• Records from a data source

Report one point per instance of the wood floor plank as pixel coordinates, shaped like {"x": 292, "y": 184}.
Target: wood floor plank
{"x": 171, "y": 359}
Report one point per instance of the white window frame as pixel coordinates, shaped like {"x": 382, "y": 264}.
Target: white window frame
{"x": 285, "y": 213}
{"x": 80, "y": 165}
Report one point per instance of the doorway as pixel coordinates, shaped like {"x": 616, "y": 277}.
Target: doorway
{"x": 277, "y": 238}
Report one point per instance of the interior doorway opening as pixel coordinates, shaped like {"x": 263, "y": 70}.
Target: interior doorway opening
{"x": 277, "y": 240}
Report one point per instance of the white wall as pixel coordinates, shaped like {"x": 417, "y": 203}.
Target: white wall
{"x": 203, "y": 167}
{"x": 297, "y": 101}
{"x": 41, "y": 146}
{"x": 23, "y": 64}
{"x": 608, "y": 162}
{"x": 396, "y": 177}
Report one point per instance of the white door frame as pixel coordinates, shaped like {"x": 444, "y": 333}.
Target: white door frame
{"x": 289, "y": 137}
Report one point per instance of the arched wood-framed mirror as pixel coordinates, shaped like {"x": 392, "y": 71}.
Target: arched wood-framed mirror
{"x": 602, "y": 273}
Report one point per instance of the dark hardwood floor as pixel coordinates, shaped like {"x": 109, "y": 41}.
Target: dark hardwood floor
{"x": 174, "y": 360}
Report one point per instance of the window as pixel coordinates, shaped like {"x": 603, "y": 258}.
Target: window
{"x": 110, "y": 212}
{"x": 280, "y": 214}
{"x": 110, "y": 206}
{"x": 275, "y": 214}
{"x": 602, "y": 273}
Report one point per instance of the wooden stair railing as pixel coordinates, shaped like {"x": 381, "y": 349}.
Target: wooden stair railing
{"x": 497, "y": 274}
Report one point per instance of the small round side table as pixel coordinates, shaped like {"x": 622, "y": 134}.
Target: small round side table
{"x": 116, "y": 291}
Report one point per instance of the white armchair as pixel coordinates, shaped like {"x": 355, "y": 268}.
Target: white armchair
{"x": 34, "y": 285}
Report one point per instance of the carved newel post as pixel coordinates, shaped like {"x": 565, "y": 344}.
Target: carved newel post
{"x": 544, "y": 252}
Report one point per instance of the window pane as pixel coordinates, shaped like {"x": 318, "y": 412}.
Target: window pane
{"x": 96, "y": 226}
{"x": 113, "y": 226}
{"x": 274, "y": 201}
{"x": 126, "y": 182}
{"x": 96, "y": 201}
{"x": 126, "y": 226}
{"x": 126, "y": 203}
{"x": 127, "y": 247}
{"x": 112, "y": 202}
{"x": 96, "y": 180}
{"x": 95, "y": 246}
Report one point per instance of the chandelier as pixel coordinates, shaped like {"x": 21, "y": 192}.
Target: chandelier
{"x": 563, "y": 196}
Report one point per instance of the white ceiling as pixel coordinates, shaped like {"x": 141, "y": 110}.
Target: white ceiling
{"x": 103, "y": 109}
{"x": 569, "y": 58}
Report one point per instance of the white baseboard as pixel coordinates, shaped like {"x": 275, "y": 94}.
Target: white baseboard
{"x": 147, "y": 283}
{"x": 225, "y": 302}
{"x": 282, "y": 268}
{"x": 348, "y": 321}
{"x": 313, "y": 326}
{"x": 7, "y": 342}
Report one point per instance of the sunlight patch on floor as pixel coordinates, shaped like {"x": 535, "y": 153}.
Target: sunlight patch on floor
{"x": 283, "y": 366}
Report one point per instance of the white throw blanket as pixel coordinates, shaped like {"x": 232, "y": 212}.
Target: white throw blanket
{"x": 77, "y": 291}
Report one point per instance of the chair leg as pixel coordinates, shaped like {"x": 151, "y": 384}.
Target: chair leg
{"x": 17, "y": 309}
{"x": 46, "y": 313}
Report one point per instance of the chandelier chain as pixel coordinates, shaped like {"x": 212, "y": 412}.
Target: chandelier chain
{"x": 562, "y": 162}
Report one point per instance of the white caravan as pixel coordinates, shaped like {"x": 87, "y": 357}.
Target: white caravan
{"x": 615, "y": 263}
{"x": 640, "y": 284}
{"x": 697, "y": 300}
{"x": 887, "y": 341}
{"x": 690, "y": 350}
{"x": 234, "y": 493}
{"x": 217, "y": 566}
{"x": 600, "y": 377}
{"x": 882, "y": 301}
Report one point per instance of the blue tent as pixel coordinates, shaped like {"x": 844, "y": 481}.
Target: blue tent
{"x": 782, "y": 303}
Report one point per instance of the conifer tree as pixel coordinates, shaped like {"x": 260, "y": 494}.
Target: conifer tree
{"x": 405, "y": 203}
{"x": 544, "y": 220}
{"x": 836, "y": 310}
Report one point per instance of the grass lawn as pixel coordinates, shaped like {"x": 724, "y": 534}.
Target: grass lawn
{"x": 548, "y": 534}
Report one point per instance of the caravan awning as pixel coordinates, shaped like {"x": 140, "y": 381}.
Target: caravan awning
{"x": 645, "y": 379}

• The problem
Your reply is to repeat, unchanged, the lines above running from the one with "Report one point per instance of the white door" up to and including the one with "Report one point per instance of the arched".

• Your solution
Report one point per instance of the white door frame as pixel coordinates, shaped like {"x": 444, "y": 333}.
Target: white door frame
{"x": 289, "y": 137}
Report one point per instance of the arched wood-framed mirror as pixel coordinates, shaped like {"x": 392, "y": 71}.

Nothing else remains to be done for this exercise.